## What is needed
Find where "Reviewer note: confirm that each instance of the building window" appears in the records below, then return that line and every later line exactly, stopping only at the last line.

*** Provided data ***

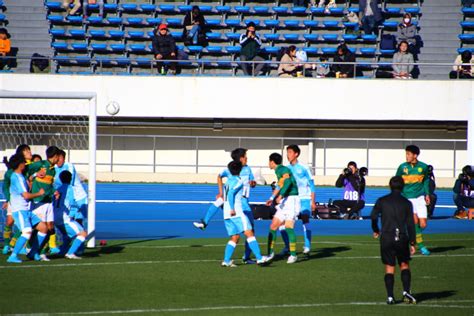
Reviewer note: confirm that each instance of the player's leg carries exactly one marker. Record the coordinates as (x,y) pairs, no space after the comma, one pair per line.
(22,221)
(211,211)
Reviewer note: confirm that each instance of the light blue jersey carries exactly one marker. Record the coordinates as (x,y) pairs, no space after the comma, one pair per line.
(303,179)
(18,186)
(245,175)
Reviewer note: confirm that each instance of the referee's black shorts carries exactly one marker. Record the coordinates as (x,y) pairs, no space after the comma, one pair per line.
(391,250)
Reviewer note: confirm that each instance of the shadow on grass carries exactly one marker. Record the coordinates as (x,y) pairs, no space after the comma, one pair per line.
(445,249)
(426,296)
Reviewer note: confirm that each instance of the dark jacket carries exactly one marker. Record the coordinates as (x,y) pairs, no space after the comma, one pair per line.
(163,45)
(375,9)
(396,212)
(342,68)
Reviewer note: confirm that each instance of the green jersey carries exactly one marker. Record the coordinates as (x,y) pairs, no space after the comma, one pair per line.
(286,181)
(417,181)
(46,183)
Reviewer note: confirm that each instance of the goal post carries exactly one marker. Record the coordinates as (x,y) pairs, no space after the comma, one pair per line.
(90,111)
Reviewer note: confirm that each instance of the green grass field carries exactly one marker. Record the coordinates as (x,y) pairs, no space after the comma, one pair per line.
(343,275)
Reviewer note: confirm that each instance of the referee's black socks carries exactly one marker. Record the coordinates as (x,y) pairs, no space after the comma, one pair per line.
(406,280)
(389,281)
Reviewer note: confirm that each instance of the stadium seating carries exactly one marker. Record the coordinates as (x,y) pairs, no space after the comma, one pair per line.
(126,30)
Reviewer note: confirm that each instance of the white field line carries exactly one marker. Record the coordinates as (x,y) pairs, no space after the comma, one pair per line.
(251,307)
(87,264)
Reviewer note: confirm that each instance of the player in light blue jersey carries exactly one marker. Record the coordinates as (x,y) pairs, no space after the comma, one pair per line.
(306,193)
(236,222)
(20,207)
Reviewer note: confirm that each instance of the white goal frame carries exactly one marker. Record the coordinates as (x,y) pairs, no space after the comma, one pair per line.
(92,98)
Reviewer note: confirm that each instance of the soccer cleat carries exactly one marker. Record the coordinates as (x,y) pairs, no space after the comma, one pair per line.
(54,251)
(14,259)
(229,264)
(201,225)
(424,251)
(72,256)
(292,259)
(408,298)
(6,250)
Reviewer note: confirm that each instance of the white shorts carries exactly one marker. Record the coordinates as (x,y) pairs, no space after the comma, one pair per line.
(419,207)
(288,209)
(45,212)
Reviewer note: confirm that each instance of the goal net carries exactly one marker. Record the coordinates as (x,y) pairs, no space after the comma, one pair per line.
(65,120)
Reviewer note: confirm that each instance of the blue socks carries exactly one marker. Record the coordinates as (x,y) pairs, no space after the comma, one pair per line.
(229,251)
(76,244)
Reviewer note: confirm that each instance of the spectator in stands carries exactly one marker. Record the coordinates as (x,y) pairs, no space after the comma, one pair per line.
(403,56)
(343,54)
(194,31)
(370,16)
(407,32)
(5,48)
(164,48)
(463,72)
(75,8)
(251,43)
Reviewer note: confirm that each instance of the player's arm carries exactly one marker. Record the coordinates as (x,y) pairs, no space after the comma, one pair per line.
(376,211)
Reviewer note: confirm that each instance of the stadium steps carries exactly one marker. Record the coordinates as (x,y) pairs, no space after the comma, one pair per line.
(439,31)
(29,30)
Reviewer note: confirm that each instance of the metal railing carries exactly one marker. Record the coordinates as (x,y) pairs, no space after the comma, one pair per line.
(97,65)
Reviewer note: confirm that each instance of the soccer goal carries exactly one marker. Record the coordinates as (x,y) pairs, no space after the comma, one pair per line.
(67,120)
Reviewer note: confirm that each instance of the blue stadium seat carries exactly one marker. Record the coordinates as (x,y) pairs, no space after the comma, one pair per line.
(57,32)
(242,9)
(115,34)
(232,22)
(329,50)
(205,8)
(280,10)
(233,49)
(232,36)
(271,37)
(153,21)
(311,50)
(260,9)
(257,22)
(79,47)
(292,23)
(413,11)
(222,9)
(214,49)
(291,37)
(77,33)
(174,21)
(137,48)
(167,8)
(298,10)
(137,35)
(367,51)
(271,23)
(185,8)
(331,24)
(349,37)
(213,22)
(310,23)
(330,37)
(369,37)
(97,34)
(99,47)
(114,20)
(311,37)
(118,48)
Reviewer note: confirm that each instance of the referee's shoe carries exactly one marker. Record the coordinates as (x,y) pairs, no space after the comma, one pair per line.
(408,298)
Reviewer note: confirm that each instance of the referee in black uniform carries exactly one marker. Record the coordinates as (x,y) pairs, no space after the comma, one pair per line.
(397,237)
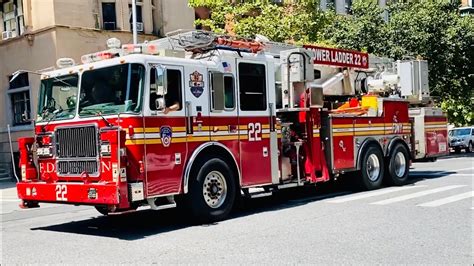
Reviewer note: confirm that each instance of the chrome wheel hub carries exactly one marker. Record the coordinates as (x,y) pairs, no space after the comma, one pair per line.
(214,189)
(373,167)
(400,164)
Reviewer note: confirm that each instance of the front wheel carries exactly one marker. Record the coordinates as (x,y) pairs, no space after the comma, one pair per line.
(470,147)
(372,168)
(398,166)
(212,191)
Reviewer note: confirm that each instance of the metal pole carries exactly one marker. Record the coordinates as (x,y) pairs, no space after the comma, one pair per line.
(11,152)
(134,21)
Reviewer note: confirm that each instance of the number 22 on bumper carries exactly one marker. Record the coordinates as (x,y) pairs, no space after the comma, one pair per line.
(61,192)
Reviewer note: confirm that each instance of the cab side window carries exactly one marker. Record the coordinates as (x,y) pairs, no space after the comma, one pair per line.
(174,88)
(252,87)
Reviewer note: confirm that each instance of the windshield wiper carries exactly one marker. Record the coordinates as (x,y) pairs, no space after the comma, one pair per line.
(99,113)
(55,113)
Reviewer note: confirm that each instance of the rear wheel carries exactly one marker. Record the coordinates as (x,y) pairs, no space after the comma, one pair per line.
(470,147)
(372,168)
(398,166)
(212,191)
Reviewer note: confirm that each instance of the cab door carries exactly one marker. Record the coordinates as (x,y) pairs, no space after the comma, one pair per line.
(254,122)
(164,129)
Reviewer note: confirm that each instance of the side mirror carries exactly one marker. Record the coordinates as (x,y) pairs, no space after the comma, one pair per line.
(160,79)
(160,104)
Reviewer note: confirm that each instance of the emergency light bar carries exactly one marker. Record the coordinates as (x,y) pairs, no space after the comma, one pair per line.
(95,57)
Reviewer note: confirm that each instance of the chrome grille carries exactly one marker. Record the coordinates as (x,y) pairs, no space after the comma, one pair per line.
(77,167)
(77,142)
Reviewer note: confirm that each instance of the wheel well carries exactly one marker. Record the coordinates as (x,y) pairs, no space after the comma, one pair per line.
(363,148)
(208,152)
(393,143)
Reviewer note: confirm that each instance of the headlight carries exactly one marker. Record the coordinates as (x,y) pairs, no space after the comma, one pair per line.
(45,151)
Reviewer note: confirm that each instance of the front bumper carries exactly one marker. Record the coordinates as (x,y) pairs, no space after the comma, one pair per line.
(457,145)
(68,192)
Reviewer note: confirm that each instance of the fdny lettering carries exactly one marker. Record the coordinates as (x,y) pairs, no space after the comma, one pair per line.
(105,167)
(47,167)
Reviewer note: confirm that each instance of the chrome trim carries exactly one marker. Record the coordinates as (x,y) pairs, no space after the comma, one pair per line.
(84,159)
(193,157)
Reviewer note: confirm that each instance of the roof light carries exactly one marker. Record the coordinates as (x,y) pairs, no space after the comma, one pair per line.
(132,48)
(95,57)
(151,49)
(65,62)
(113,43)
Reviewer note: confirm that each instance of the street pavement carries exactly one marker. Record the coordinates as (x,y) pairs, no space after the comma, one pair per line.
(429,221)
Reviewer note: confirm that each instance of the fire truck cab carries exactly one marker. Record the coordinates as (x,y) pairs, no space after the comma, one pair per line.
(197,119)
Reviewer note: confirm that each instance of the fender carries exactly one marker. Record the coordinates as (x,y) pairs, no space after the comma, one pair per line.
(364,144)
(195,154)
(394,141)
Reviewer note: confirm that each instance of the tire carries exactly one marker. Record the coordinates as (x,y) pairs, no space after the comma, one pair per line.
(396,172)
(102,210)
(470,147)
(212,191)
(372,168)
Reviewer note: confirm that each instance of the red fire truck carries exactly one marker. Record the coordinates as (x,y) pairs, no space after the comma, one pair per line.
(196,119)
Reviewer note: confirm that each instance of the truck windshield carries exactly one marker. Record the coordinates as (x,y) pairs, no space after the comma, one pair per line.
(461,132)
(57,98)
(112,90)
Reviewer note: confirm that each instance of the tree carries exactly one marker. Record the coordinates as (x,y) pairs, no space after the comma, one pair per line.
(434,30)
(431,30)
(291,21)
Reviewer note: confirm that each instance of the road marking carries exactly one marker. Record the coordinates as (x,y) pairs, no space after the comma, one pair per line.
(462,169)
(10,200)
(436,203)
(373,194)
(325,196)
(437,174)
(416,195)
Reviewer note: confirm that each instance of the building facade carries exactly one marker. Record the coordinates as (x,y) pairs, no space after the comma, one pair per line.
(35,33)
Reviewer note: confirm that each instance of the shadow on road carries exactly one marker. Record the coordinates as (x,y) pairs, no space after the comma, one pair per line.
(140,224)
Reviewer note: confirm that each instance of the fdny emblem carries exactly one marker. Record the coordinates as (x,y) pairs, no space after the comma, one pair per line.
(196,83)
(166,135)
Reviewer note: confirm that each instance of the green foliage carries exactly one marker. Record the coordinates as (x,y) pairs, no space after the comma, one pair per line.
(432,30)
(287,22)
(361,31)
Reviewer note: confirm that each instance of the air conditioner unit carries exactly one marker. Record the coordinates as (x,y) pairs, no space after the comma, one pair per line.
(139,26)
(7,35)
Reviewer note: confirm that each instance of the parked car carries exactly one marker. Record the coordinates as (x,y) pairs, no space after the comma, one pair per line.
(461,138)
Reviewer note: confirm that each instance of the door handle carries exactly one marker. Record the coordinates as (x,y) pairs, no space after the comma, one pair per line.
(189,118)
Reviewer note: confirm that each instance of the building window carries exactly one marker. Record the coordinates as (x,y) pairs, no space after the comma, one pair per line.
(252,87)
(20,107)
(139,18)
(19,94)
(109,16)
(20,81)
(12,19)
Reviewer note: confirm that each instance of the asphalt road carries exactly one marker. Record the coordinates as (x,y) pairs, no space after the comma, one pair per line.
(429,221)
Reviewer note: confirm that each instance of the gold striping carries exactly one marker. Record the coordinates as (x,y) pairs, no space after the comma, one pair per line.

*** End of Provided data ***

## Written answer
Reviewer note: confirm that each instance of the building window carries exactly one marker. Record the coordinates as (x,y) pairs, no space after the comma, one pair per line.
(252,87)
(20,107)
(139,18)
(19,94)
(109,16)
(20,81)
(12,19)
Reviewer note: confirm that each instance of the asphalt road carries exactly one marker. Record the coordinates as (x,y) pairs, no space after the comma, one pair per line.
(429,221)
Reviewer note: confirm that each instance of the gold striping carries exactly one marker. Record the coordinates as (x,y) pairs, no space after the comma, one pair per line.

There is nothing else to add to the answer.